Exercise directions: Copy the data below word for word, leaving out the pictures.

Location identification items:
☆ ☆ ☆ ☆ ☆

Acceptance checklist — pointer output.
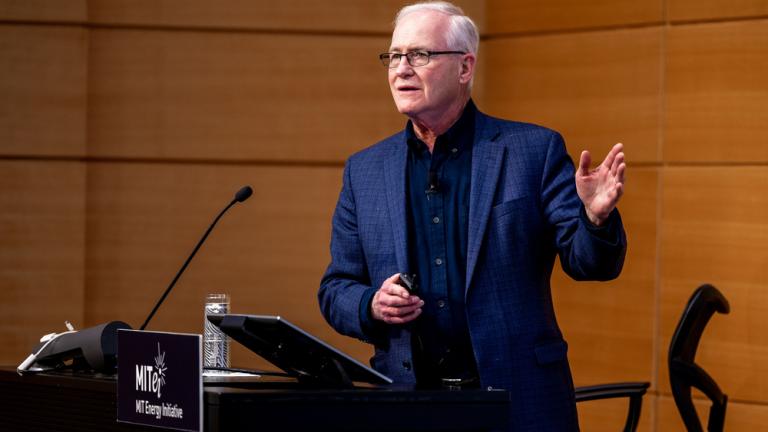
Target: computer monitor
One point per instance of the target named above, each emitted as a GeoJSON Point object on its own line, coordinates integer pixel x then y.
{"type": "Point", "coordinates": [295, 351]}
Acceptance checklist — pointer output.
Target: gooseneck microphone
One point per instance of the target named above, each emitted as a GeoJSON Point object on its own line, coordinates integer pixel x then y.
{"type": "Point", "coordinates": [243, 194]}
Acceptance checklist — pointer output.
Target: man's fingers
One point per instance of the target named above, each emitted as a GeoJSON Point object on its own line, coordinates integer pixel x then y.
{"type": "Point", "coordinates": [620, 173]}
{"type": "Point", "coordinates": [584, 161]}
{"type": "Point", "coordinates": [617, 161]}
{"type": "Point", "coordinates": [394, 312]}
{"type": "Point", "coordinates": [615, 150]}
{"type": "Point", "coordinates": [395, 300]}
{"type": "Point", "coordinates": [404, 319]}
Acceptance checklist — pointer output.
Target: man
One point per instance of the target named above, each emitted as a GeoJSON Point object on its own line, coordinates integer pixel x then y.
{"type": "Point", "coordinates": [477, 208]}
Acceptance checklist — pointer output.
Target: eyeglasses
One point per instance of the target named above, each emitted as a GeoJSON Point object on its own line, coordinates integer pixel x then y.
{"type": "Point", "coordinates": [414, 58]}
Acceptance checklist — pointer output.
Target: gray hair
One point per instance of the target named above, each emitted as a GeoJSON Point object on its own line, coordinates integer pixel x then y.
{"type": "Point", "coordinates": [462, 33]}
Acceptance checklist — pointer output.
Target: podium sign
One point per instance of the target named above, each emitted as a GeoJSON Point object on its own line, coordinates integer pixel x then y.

☆ ☆ ☆ ☆ ☆

Full solution:
Acceptance checklist — pointer output.
Target: computer monitor
One point per instance of the target named above, each emitted as a GeoJSON Point object on its own line, coordinates integer pixel x then y.
{"type": "Point", "coordinates": [295, 351]}
Acceptance checklist — pointer output.
Target: gooseneck microphone
One point per instance of the target named above, each emitted as a GeoJSON Point object on its own line, coordinates integer pixel x then y.
{"type": "Point", "coordinates": [243, 194]}
Acceptance checklist — pointer output.
Target: man's fingers
One point per instance of the target named above, each emitted as a GeoJSON Point object on its own line, coordinates integer pixel x then y.
{"type": "Point", "coordinates": [620, 173]}
{"type": "Point", "coordinates": [584, 161]}
{"type": "Point", "coordinates": [617, 161]}
{"type": "Point", "coordinates": [394, 312]}
{"type": "Point", "coordinates": [615, 150]}
{"type": "Point", "coordinates": [395, 300]}
{"type": "Point", "coordinates": [404, 319]}
Acceptance checklist — pointer output.
Target: man
One point per instance of the target named above, each emitted as a GeoJSON Point object on its own line, coordinates integer pixel x then y.
{"type": "Point", "coordinates": [477, 208]}
Acceptance checklist — pointer output.
Target: eyeglasses
One point per instance of the target named above, each emitted as a GeoJSON Point object on its own line, coordinates integer pixel x then y.
{"type": "Point", "coordinates": [414, 58]}
Acceptance checklist — pointer output.
Target: gray hair
One point per instance of the target named above, each emitted as a GeoJSON Point object on its own line, coordinates integer pixel x then y.
{"type": "Point", "coordinates": [462, 33]}
Acceptance checklist — pointer output.
Target: podium sign
One point per instance of the target named above, each emitted as a GeoJSON Point object on its own line, coordinates integer pixel x then y.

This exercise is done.